- [EXERCISE DESCRIPTION] Exact copy, no pictures: restate each entry below word for word.

- [DATASET RECORDS]

▼▼▼

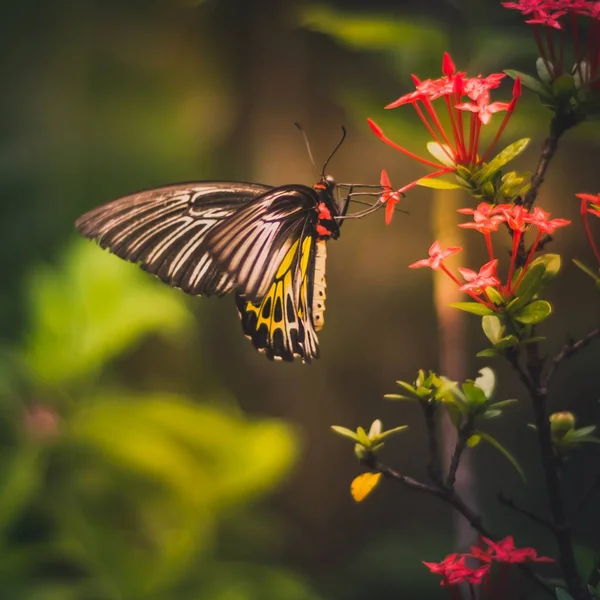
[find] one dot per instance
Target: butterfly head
(328, 208)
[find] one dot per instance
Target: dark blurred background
(146, 450)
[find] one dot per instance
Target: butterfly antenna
(334, 151)
(306, 143)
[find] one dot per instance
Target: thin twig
(567, 351)
(512, 505)
(434, 469)
(464, 433)
(562, 530)
(557, 127)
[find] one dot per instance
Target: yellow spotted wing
(285, 322)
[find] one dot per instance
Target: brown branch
(434, 469)
(512, 505)
(562, 530)
(558, 126)
(464, 433)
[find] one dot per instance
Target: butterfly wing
(164, 230)
(285, 322)
(255, 241)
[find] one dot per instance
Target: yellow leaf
(363, 485)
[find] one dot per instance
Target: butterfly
(266, 244)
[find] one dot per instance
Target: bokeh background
(146, 451)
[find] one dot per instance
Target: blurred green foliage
(109, 493)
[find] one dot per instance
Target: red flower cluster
(504, 551)
(454, 570)
(487, 219)
(548, 12)
(461, 94)
(590, 205)
(552, 14)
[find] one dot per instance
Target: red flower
(553, 14)
(388, 197)
(540, 218)
(477, 282)
(436, 256)
(482, 108)
(454, 571)
(584, 210)
(505, 551)
(458, 144)
(486, 218)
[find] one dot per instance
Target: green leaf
(438, 184)
(552, 263)
(533, 340)
(475, 308)
(509, 341)
(563, 87)
(587, 439)
(375, 429)
(529, 286)
(531, 83)
(534, 313)
(473, 440)
(496, 444)
(399, 397)
(586, 270)
(492, 413)
(407, 387)
(487, 353)
(474, 395)
(505, 156)
(390, 432)
(504, 403)
(345, 432)
(90, 309)
(362, 437)
(486, 381)
(494, 296)
(442, 153)
(583, 431)
(492, 327)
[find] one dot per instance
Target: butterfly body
(268, 244)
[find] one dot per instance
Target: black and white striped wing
(253, 242)
(164, 230)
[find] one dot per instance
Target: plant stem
(455, 501)
(434, 469)
(558, 126)
(538, 392)
(463, 435)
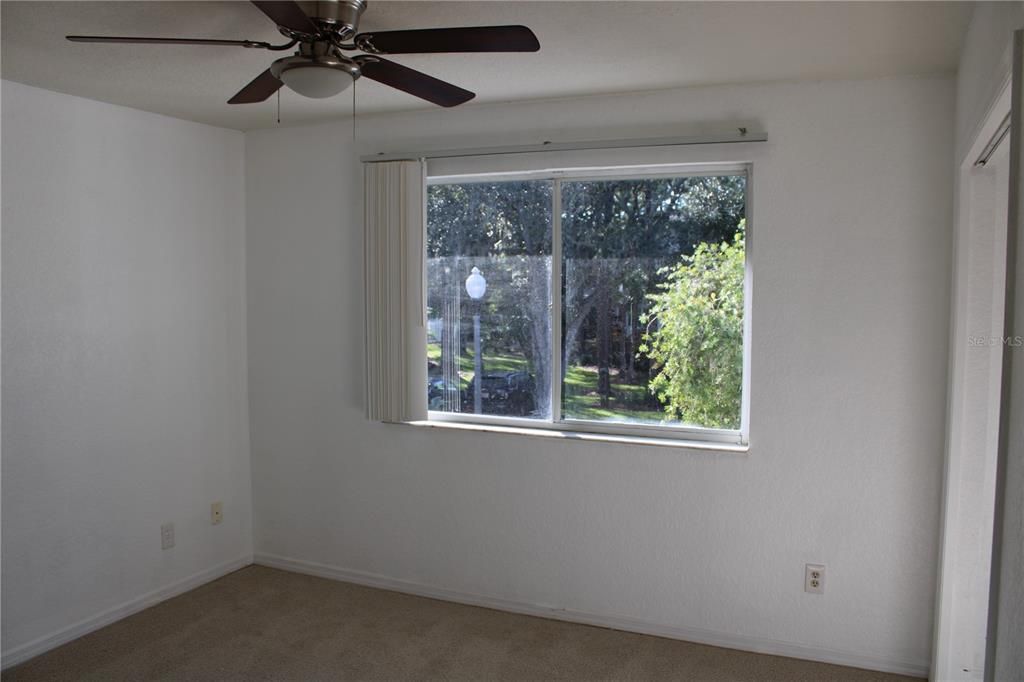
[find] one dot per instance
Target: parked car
(508, 393)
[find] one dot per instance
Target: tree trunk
(603, 340)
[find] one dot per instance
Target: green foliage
(694, 335)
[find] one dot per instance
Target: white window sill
(705, 445)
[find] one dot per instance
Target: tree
(694, 335)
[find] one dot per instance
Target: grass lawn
(581, 400)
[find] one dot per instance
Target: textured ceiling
(586, 48)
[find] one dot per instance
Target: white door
(1005, 656)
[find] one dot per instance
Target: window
(607, 301)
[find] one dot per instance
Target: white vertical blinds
(396, 339)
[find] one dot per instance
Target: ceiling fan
(320, 68)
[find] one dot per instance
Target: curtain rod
(993, 143)
(742, 135)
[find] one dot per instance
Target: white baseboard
(714, 638)
(40, 644)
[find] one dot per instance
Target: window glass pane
(502, 229)
(653, 300)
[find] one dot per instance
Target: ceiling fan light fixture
(316, 81)
(317, 77)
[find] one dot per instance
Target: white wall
(984, 66)
(124, 361)
(851, 284)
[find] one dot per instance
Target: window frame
(556, 422)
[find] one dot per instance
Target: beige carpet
(262, 624)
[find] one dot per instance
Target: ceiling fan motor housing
(338, 16)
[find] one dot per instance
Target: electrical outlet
(167, 536)
(814, 579)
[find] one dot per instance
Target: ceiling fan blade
(289, 14)
(414, 82)
(259, 89)
(468, 39)
(165, 41)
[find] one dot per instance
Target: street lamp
(476, 286)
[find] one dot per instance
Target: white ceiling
(586, 48)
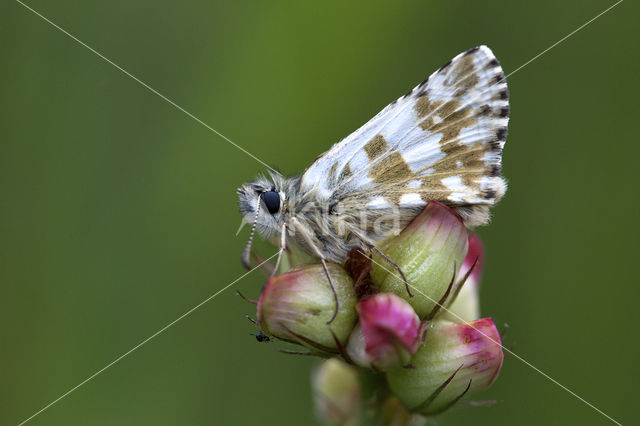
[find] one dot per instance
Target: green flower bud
(455, 359)
(429, 251)
(336, 393)
(297, 305)
(466, 306)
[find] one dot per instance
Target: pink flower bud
(297, 305)
(455, 359)
(388, 335)
(466, 306)
(429, 251)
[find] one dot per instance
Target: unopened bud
(388, 334)
(336, 393)
(428, 251)
(455, 359)
(298, 305)
(466, 306)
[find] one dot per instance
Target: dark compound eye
(272, 201)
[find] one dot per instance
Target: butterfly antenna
(247, 250)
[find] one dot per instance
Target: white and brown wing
(441, 141)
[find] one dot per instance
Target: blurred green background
(118, 211)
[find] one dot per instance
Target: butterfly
(442, 141)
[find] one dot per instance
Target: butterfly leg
(283, 247)
(305, 235)
(396, 267)
(333, 289)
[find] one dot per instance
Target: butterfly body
(442, 141)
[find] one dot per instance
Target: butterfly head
(263, 203)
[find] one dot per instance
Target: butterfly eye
(272, 201)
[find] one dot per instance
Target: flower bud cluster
(413, 346)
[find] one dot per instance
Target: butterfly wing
(441, 141)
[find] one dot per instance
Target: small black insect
(261, 337)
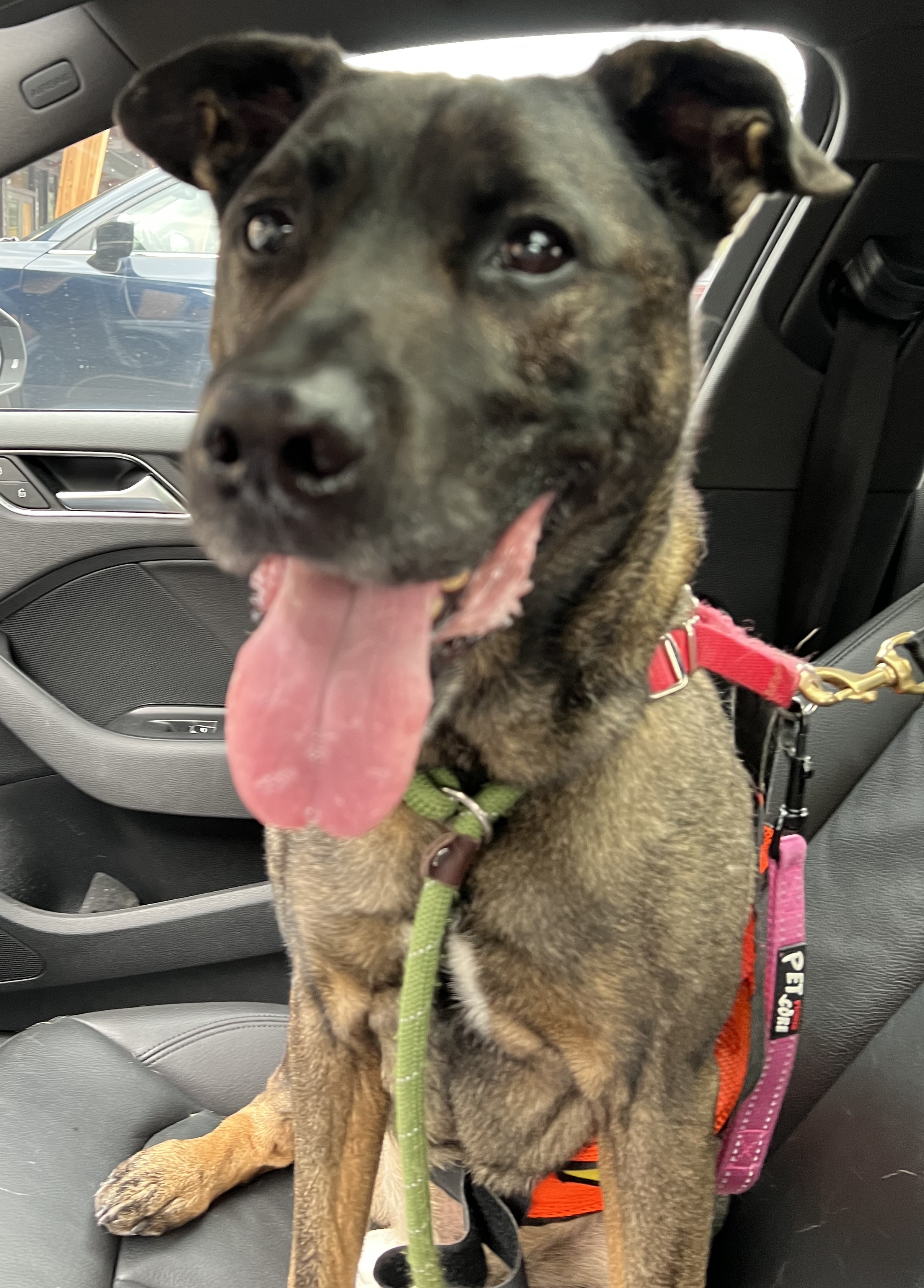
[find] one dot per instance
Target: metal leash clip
(828, 686)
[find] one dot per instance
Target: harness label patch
(789, 991)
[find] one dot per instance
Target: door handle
(146, 496)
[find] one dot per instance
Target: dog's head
(442, 307)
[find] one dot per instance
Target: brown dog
(441, 308)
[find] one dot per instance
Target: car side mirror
(12, 355)
(115, 241)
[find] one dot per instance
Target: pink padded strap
(748, 1137)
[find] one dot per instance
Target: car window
(177, 221)
(108, 269)
(108, 264)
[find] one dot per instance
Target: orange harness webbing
(575, 1189)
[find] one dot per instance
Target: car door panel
(104, 615)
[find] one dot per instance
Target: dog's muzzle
(307, 435)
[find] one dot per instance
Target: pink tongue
(329, 699)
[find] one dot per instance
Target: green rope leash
(426, 798)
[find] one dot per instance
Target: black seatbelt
(882, 298)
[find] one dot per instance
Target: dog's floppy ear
(713, 127)
(212, 112)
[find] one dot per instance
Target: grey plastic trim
(204, 929)
(146, 496)
(100, 431)
(163, 776)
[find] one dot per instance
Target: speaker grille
(18, 961)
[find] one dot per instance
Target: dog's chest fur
(598, 938)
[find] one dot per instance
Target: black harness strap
(489, 1223)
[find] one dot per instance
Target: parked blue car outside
(112, 302)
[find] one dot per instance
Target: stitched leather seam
(158, 1053)
(227, 1022)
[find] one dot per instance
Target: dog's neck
(544, 700)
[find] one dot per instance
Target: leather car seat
(839, 1201)
(80, 1094)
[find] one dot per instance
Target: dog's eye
(536, 248)
(269, 231)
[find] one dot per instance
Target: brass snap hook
(828, 686)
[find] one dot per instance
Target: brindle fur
(596, 948)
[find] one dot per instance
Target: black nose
(310, 435)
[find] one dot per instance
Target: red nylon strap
(725, 648)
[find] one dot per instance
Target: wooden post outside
(81, 168)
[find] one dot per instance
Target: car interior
(137, 928)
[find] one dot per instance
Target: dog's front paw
(155, 1190)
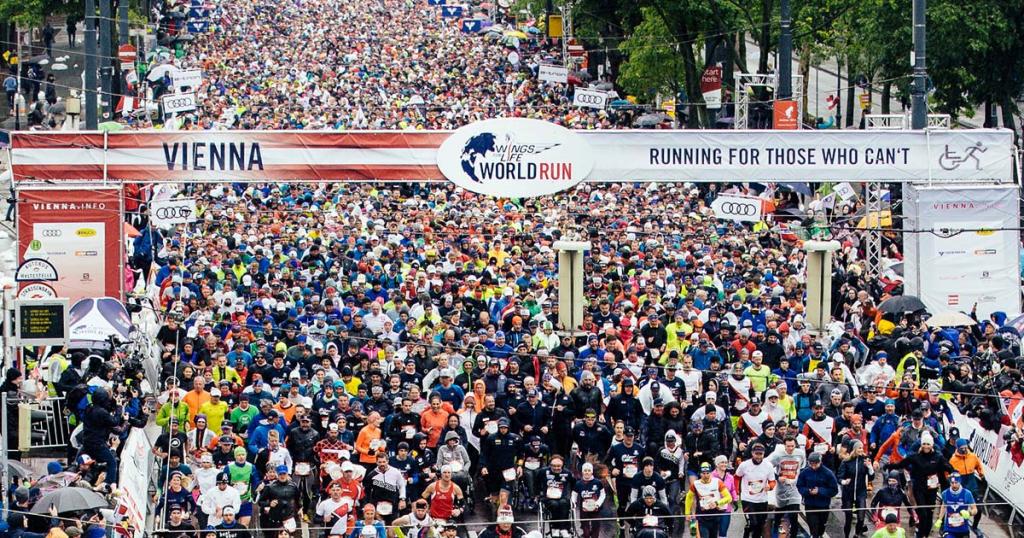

▲▲▲

- [SOLUTION BELOW]
[find] one dot per instance
Target: butterfly head
(328, 208)
[find] one dot per instance
Target: dark blurred background
(146, 450)
[find] one dot per instance
Target: butterfly antenna
(334, 151)
(306, 143)
[find] one dot per instance
Target: thin twig
(567, 351)
(512, 505)
(434, 469)
(464, 433)
(562, 530)
(557, 127)
[find] one dot per instance
Target: yellow spotted wing
(285, 322)
[find] one dot per instance
Target: brown branch
(434, 469)
(512, 505)
(562, 530)
(558, 126)
(464, 433)
[find] one dot per instance
Target: butterfly wing
(164, 230)
(285, 322)
(255, 241)
[find] one dot per instance
Target: yellow leaf
(363, 485)
[find] one dot per instance
Target: butterfly
(266, 244)
[find] one dot per instance
Target: bokeh background
(146, 451)
[find] one dot per instance
Target: blurred green foliage
(109, 493)
[find] one dot per instance
Target: red flower cluster
(504, 551)
(454, 570)
(487, 219)
(548, 12)
(461, 94)
(590, 205)
(552, 14)
[find] one dot per instance
Target: red flower
(553, 14)
(388, 197)
(540, 218)
(477, 282)
(436, 256)
(482, 108)
(454, 571)
(584, 210)
(505, 551)
(458, 144)
(486, 218)
[find] one dot per instance
Target: green leaf
(438, 184)
(552, 263)
(533, 340)
(475, 308)
(509, 341)
(563, 87)
(587, 439)
(375, 429)
(529, 286)
(531, 83)
(534, 313)
(473, 440)
(496, 444)
(399, 397)
(586, 270)
(492, 413)
(407, 387)
(487, 353)
(474, 395)
(505, 156)
(390, 432)
(504, 403)
(345, 432)
(90, 309)
(362, 437)
(486, 381)
(494, 296)
(442, 153)
(583, 431)
(492, 327)
[find] one dot per instance
Target: butterfly body
(268, 244)
[find] one dot per instance
Target: black and white striped wing
(253, 242)
(164, 230)
[find] one dot per instance
Target: plant stem
(455, 501)
(434, 469)
(558, 126)
(538, 392)
(463, 435)
[find] one dot per instance
Target: parked car
(508, 393)
[find] one dot per instance
Target: tree trunk
(603, 340)
[find] one dot per instance
Target: green foliage
(694, 335)
[find] one dot per instance
Target: white window sill
(705, 445)
[find] one dot per instance
Target: tree
(694, 335)
[find] one dot per instance
Target: grass lawn
(581, 400)
[find] one dot per instance
Target: textured ceiling
(586, 48)
[find] one dot per instance
Target: white door
(1005, 656)
[find] one dot per instance
Target: window
(607, 301)
[find] one dot per instance
Target: white vertical blinds
(396, 339)
[find] one dot per instance
Target: ceiling fan
(320, 68)
[find] one dot per instance
Target: curtain rod
(993, 143)
(742, 135)
[find] one dot per instance
Target: white baseboard
(714, 638)
(40, 644)
[find] one dot per instance
Target: window glass pane
(502, 229)
(653, 300)
[find] one dot per instance
Target: ceiling fan light fixture
(316, 81)
(317, 77)
[find] one dot per instance
Target: white wall
(984, 66)
(124, 361)
(851, 284)
[find] one dot per instance
Target: window frame
(556, 422)
[find] one dot per instance
Target: beige carpet
(262, 624)
[find] one dot per instance
Target: ceiling fan motor housing
(338, 16)
[find] one dot per instance
Target: electrical outlet
(167, 536)
(814, 579)
[find] one dot per instance
Target: ceiling fan blade
(289, 14)
(414, 82)
(259, 89)
(468, 39)
(165, 41)
[find] one dot per instance
Target: street lamp
(476, 286)
[find] one dot per instance
Target: white ceiling
(586, 48)
[find] one dot per instance
Target: green flower bud
(455, 359)
(429, 251)
(336, 393)
(297, 305)
(466, 306)
[find] one dot per instance
Target: pink flower bud
(297, 305)
(455, 359)
(388, 335)
(466, 306)
(429, 251)
[find] one dot per instance
Target: unopened bud
(388, 334)
(336, 393)
(428, 251)
(455, 359)
(298, 305)
(466, 306)
[find] one dot per instance
Target: dark compound eye
(272, 201)
[find] one dot per instance
Target: butterfly antenna
(247, 250)
[find] one dot per instance
Target: white and brown wing
(441, 141)
[find] one dot per instance
Target: blurred green background
(118, 211)
[find] one dot per instance
Target: butterfly
(442, 141)
[find] one dot per instance
Target: butterfly leg
(283, 247)
(305, 235)
(396, 267)
(333, 289)
[find] one dot per instance
Target: butterfly body
(442, 141)
[find] one dot per instance
Target: butterfly head
(263, 203)
[find] one dot per instance
Target: butterfly eye
(272, 201)
[find] one dot per instance
Target: flower bud cluster
(413, 346)
[find] one dot per instance
Target: butterfly wing
(441, 141)
[find] one dot per instance
Target: small black insect
(261, 337)
[find] one dot per instance
Target: metal leash clip
(828, 686)
[find] one dot per instance
Target: harness label patch
(789, 991)
[find] one dot per instance
Target: door handle
(146, 496)
[find] one dot per instance
Target: dog's head
(442, 307)
[find] one dot per instance
Target: brown dog
(441, 308)
[find] one dot per instance
Target: car side mirror
(12, 355)
(115, 241)
[find] one dot per instance
Target: pink padded strap
(748, 1137)
[find] one dot per instance
Target: car window
(177, 221)
(108, 269)
(108, 264)
[find] one dot per instance
Target: orange harness webbing
(575, 1189)
[find] one dot per instance
Target: car door panel
(104, 615)
[find] one dot per instance
Target: dog's muzzle
(307, 435)
[find] one dot per instance
Target: pink tongue
(329, 699)
[find] one dot per instance
Target: green rope leash
(426, 798)
[find] one dot per instance
Target: black seatbelt
(882, 298)
[find] one dot per instance
Target: dog's floppy ear
(713, 127)
(212, 112)
[find] one dot per instance
Target: grey plastic trim
(204, 929)
(146, 496)
(100, 431)
(163, 776)
[find] one dot per instance
Target: speaker grille
(18, 961)
[find] one dot per instance
Target: dog's chest fur
(598, 938)
[find] one dot per instance
Target: black harness strap
(489, 1223)
[find] one dot per instance
Target: parked blue car outside
(112, 302)
[find] one dot per instance
Target: stitched leather seam
(158, 1053)
(227, 1022)
[find] one dot per instance
Target: dog's neck
(544, 700)
[find] one dot per instance
Target: leather car seat
(839, 1201)
(80, 1094)
[find] one dot per instance
Target: dog's eye
(536, 248)
(269, 231)
[find] one dot per instance
Target: brass snap hook
(828, 686)
[find] one dot per instance
Target: brindle fur
(596, 948)
[find] one dot per instance
Target: black nose
(310, 435)
[find] one dot per instance
Target: red nylon strap
(725, 648)
[find] one dot per instance
Target: wooden post outside
(81, 168)
[find] one dot per instance
Target: car interior
(137, 928)
[find] one dot per instance
Target: dog's front paw
(155, 1190)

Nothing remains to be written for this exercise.